* BEGIN Extract to read *
# Resource Management Support Clerk - Any Recommended readings?



## Tristonarcand1010 (9 Jul 2013)

I'm currently interested in joining the Canadian Armed Forces as a Resource Management Support Clerk (RMSC). I want to do quite a bit of reading on the occupational courses necessary to become a full time RMSC. E.g.  Fundamentals on Resource Management, basic accounting, Military writing. I was hoping someone can recommend me any books (including author). Preferably books I can order on www.amazon.ca

Very much appreciated!

Thanks

T.


----------



## MikeL (9 Jul 2013)

Full time RMSC Regular Force RMS Clerk

I don't know if there is books you can find on Amazon that are relevant for QL3 RMS Clerk.  Everything you need to know at that level(QL3) will be taught to you on the course, and you will learn more through time in the job and future career courses(QL5, etc).


----------



## Teager (9 Jul 2013)

Pretty much what Skeletor said. Most of the course involves military writing and how to use certain programs for claims and HRMS ect. I'd suggest being proficent in spelling and grammar and maybe having a look at the use of military terms that can be found on this site.


----------



## MJP (9 Jul 2013)

Practicing your typing would serve you best.  Forget books, get a typing program or find one online and practice practice practice.  Just as important get in shape for BMQ...
* END Extract to read *
* BEGIN Data extract *
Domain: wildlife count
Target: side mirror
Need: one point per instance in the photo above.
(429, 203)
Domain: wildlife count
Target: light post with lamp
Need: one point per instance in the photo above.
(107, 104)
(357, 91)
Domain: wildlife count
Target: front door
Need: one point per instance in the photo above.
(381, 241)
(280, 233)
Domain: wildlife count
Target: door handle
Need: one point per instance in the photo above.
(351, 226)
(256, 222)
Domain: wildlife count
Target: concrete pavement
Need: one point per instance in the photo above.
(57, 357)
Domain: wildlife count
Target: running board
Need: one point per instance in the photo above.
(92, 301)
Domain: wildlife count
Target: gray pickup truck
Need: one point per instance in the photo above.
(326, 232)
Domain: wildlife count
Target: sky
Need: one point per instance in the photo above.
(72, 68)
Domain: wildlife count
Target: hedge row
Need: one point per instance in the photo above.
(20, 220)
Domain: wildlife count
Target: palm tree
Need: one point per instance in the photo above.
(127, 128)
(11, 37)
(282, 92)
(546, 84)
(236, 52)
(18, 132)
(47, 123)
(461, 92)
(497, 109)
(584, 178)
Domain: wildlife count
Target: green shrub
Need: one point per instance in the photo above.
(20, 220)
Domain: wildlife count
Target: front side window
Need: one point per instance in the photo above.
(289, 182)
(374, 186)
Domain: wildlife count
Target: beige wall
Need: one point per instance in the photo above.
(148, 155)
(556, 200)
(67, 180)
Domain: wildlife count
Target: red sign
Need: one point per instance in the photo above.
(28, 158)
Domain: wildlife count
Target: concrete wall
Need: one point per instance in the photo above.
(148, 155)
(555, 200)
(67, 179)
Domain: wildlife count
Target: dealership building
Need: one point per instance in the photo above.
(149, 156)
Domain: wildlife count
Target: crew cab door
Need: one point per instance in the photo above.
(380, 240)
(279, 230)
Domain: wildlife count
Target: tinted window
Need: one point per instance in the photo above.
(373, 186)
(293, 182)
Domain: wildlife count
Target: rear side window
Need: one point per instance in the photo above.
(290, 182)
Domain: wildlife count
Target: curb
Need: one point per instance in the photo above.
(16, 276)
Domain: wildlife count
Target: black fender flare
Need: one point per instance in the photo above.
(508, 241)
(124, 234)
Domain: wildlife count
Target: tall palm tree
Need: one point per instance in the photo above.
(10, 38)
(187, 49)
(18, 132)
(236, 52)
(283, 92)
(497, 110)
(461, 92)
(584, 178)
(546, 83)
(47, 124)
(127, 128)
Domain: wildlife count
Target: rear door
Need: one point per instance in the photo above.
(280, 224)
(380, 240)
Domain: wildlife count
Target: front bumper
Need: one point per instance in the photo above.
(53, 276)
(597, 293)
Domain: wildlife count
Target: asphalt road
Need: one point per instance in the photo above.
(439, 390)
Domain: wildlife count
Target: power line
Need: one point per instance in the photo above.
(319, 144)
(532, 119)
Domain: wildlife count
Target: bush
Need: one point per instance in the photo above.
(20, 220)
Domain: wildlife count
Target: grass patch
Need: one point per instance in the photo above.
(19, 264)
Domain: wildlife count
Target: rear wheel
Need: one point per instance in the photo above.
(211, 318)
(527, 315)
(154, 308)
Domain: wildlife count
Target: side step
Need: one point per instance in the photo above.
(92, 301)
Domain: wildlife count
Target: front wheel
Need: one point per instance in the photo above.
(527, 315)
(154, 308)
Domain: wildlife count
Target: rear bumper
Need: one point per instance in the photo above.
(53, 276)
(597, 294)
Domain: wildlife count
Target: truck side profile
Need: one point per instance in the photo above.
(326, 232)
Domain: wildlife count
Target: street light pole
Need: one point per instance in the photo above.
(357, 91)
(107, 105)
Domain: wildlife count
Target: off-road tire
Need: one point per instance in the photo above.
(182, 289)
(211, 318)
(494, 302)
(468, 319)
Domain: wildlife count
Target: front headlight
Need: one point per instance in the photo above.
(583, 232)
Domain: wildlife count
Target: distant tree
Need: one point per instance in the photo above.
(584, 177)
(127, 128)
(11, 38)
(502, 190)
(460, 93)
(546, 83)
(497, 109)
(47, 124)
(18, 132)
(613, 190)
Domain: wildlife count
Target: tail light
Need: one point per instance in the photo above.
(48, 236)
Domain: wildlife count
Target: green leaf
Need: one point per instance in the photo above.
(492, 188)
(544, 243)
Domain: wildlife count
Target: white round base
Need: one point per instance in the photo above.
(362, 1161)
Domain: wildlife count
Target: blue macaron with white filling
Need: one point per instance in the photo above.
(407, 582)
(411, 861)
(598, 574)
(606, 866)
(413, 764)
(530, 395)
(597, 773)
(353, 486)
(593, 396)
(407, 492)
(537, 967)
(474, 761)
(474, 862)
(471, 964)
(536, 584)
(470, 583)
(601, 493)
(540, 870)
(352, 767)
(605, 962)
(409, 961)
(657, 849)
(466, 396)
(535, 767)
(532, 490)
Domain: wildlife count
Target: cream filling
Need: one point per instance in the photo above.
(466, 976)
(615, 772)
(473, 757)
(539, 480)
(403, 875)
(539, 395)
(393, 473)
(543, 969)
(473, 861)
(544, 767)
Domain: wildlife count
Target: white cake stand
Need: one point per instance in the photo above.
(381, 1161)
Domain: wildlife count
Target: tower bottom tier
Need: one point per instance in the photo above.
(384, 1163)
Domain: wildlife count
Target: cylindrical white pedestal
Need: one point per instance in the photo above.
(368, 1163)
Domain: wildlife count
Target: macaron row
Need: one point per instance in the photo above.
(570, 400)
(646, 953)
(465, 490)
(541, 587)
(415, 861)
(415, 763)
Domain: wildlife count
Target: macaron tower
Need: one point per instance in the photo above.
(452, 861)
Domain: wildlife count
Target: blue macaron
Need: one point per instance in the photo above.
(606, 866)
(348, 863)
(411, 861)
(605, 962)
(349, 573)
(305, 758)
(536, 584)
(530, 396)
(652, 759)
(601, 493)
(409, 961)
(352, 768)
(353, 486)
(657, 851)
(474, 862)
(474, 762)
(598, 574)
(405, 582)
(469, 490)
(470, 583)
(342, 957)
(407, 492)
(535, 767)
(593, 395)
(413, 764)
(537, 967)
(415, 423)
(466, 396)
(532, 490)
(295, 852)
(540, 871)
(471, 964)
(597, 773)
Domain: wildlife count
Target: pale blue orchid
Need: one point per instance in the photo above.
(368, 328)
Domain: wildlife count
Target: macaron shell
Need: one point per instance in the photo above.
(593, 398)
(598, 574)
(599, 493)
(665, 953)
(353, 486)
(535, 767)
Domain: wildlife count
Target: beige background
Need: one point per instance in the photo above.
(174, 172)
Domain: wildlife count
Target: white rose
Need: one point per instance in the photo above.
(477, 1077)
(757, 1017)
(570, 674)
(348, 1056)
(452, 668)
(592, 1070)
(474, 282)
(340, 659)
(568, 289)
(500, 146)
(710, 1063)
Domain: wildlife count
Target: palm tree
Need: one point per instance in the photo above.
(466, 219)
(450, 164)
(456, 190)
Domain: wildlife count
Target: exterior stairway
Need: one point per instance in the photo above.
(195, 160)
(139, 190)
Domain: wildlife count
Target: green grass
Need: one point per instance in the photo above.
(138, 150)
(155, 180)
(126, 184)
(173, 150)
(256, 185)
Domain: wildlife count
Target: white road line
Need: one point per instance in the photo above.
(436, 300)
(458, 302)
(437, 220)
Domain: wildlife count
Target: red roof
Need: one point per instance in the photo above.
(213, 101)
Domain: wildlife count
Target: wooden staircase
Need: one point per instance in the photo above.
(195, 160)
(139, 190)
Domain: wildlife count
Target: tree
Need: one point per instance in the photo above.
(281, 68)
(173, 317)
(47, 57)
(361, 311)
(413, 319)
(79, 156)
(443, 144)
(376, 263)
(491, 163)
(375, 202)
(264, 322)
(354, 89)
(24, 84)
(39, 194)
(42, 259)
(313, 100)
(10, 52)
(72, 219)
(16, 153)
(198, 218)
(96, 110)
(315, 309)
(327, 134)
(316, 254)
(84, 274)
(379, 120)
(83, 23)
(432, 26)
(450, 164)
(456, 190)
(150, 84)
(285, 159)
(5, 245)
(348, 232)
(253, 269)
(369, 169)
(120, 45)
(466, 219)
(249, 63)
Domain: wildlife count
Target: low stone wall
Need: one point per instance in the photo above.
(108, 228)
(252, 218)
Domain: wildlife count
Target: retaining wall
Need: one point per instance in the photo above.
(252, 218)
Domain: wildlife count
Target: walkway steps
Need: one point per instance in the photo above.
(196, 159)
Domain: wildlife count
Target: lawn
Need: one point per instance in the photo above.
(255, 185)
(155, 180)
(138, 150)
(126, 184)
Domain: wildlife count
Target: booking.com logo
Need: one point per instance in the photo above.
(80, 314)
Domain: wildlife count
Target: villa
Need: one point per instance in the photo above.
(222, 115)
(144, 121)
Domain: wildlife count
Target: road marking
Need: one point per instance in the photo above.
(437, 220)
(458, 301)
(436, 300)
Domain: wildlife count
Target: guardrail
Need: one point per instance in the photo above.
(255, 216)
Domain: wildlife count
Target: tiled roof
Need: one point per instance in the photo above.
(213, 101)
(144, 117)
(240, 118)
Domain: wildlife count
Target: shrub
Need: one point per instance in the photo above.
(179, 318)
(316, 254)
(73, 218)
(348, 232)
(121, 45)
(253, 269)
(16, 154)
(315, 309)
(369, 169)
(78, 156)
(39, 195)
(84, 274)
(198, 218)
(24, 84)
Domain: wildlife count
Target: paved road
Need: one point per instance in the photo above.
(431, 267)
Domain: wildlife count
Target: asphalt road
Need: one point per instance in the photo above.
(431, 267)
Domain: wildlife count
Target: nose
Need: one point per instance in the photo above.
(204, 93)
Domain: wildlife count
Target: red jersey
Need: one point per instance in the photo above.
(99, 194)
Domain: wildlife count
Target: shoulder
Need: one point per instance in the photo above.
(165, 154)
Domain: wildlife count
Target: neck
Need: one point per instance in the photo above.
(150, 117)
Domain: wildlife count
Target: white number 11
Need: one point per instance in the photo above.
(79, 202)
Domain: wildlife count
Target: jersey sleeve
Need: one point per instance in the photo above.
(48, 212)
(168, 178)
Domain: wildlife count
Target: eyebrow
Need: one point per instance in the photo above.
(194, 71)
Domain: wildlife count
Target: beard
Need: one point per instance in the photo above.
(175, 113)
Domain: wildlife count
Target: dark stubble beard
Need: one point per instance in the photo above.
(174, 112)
* END Data extract *
Requests —
A. In the forum thread on Resource Management Support Clerk reading, what does MJP say would serve a recruit best?
B. Write out the part of the RMS Clerk forum thread running from "Pretty much what" down to "MJP (9 Jul 2013)", replacing "programs" with "applications".
C. Please carry the RMS Clerk forum thread on from the point where it stops.

Responses in order —
A. Practicing typing.

B.
Pretty much what Skeletor said. Most of the course involves military writing and how to use certain applications for claims and HRMS ect. I'd suggest being proficent in spelling and grammar and maybe having a look at the use of military terms that can be found on this site.


----------



## MJP (9 Jul 2013)

C.
----------



## lyndsay (10 Jul 2013)

Here's a bit of information about the occupation training that you may find useful/insightful:

Canadian Forces Logistics Training Centre (CFLTC)
Ziouani Division
Resource Management Support Cadre (RMS)
Resource Management Support Cadre (RMS Cadre) is commanded by a Logistics Captain. This cadre is the result of the amalgamation of Finance and Administration Training Companies on 18 November 1996 and the re-organization of the School on 11 January 1999.

The cadre is responsible for the occupation training of all Regular and Reserve Force Resource Management Support Clerks (RMS Clks).

The cadre also provides training in keyboarding, Information Systems (IS), Military Writing and Central Registry to officers and NCMs of other occupations such as Supply Technicians, Stewards, Cooks and the Military Police.
The courses conducted in RMS Cadre are as follows:
•	Regular/Reserve RMS Clk Apprentice QL3 
•	Regular/Reserve RMS Clk Journeyman QL5 
•	Regular/Reserve RMS Clk Supervisor QL6 
•	RMS Deployed Operations 
•	RMS Cashier Specialty 
•	RMS Release Specialty 
•	RMS Depl Engr Sp (course is conducted at the CF School of Military Engineering in Gagetown) 
Resource Management Support Clerk QL3
Aim
The aim of this course is to prepare candidates to operate as an RMS Clk in a base or unit environment.
Scope
This course consists of 55 training days and covers the following topics:
•	Perform General Office Duties 
•	Perform Central Registry Functions 
•	Provide Personnel Administration 
•	Provide Pay Services 
•	Provide Personnel Movement Support 
•	Provide Operational Support 
•	Perform Release/Transfer Related Functions 
•	Prepare correspondence 
•	Perform FMAS functions 
Resource Management Support Clerk QL5
Aim
The aim of this course is to prepare candidates to function as a first line supervisor.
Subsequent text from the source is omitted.